WF: Oh that’s why, yeah!

AH: That would have been helpful to know, but also like it’s, I kind of feel like it’s one of those things where, you know, I’m like this in real life, but I’m also like this in my job materials. I’m unapologetically who I am. Right. So that really wouldn’t have been a good fit anyway. Right, cause if I was pitching my posts to the wrong wagon, then it wouldn’t have worked out. Right. Like if I was interested in the research that was going on somewhere else and that department is being distance, so it’s fine. It, I did myself a favor, I guess is maybe what I’m trying to say. So yeah. I mean, I think it was. It was good advice that I got at the Computers and Writing Graduate Research Network, I think the summer before I went on the job market, and Dr. Chen Chen basically said, you should find different days to work on certain things. And don’t try to work on your dissertation as the same day that you work on your teaching prep for your classes, you know, if you’re teaching while you’re dissertating, and don’t work on your job materials on the same day. Basically come up with some kind of schedule where you separate out your time, because basically the, the knee-jerk of trying to wrap your head around these three very different types of intellectual work and intellectual activity is very stressful and very draining. So I definitely took that advice. And one piece of advice that I wish I had heeded was spending more time on my preparation materials over the summer before going into, you know, my last fall and spring. I, I did that, but I don’t think I did enough of it because. I ended up in the early parts of the semester, doing more development work on my website and on my cover letters. And I wish I had just done more of that over the summer, instead of writing, you know, an 80-page lit review chapter.


WF: There’s that lit review chapter we’re getting more and more development. There’s 80 pages now!

AH: I’m trying to talk you out of reading my dissertation, Wil!

WF: Maybe a slight skimming of that section, then.

AH: A light skimming! You just read the headings!

WF: I have a very specific question and only, because, and only because I’m a very big like project management and just like production nerd, but you mentioned Latex and Overleaf. Can I ask why you specifically use that?

AH: I wanted to, I think it was a rhetorical choice because I wanted to identify myself as a tech comm person on the job market. And also, I just liked the way that it made my materials look. I thought my materials look sharp, and I was proud of them. So I was happy with that. Also, I think just going into, I mean, not that I knew I was going to go into STEM communication work, but like, probably might happen—

WF: An inkling!

[Records contained in a dataset]
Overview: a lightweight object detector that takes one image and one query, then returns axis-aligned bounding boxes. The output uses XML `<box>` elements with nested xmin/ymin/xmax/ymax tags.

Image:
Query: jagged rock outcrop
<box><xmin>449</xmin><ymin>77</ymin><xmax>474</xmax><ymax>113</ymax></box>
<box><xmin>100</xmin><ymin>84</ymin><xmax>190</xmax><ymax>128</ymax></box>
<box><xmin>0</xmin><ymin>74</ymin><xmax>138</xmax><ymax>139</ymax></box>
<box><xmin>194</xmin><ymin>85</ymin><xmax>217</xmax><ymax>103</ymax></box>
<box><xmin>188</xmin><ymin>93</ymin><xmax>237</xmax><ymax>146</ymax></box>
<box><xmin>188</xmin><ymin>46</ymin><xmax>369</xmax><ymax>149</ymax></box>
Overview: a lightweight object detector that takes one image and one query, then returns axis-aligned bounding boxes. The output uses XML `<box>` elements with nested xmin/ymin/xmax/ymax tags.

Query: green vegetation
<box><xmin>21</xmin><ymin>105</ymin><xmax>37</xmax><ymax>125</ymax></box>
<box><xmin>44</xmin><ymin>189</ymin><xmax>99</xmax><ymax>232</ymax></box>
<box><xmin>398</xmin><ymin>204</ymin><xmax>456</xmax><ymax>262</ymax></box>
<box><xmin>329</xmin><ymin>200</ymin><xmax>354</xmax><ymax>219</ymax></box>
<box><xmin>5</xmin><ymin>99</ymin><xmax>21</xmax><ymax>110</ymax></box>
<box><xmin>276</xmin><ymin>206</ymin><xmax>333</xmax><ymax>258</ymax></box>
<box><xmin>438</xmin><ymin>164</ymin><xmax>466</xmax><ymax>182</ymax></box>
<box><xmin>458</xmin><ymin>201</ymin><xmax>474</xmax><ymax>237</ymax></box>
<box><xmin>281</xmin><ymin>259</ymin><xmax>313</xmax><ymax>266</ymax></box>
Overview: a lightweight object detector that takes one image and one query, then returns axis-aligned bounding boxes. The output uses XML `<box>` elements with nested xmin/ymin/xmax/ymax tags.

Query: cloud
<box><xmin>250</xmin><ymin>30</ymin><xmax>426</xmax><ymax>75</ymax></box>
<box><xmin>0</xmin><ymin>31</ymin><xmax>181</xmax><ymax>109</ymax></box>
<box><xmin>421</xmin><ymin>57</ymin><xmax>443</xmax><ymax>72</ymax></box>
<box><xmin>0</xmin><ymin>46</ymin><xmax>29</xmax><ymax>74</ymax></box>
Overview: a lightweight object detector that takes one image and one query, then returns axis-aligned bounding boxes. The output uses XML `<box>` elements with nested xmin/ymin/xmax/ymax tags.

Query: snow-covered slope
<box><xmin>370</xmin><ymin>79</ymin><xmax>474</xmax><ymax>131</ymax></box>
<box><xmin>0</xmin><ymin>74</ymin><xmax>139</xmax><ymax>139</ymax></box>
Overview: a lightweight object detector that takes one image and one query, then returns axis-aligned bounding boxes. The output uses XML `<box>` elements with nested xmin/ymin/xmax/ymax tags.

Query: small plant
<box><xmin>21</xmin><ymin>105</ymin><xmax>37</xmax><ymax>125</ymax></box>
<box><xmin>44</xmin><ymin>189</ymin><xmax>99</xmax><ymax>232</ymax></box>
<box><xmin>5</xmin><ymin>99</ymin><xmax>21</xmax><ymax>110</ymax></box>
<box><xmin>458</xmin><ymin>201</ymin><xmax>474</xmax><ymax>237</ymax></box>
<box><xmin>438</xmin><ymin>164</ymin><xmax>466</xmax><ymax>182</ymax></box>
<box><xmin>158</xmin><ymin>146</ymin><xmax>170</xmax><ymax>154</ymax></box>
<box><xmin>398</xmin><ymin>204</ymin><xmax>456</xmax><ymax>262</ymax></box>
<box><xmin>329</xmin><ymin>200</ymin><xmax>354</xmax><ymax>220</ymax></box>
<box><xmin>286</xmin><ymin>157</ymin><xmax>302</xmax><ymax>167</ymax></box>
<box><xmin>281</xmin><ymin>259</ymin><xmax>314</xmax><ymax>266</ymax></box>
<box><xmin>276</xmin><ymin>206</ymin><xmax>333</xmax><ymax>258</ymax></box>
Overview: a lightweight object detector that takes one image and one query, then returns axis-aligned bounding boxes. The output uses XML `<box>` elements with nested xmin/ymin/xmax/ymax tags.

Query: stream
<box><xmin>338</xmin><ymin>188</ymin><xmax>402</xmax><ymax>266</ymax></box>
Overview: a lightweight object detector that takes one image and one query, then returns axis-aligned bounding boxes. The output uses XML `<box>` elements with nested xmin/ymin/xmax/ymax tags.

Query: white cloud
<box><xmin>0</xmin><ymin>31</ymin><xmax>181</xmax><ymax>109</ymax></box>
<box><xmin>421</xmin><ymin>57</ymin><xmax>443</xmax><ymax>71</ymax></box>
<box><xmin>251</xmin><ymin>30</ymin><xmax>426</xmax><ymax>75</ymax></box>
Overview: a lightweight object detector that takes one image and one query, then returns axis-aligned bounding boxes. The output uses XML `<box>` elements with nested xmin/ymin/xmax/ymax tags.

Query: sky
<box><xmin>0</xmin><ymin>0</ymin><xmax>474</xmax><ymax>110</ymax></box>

(TASK INSTRUCTIONS)
1. Could you print the part of the interview transcript that opens with the words containing "AH: A light" and closes with "WF: An inkling!"?
2. Which types of work does the advice in the interview transcript say not to do on the same day?
The records stand apart from the interview transcript as separate material.

(ANSWERS BY TASK)
1.
AH: A light skimming! You just read the headings!

WF: I have a very specific question and only, because, and only because I’m a very big like project management and just like production nerd, but you mentioned Latex and Overleaf. Can I ask why you specifically use that?

AH: I wanted to, I think it was a rhetorical choice because I wanted to identify myself as a tech comm person on the job market. And also, I just liked the way that it made my materials look. I thought my materials look sharp, and I was proud of them. So I was happy with that. Also, I think just going into, I mean, not that I knew I was going to go into STEM communication work, but like, probably might happen—

WF: An inkling!

2.
- Dissertation work
- Teaching prep for classes
- Job materials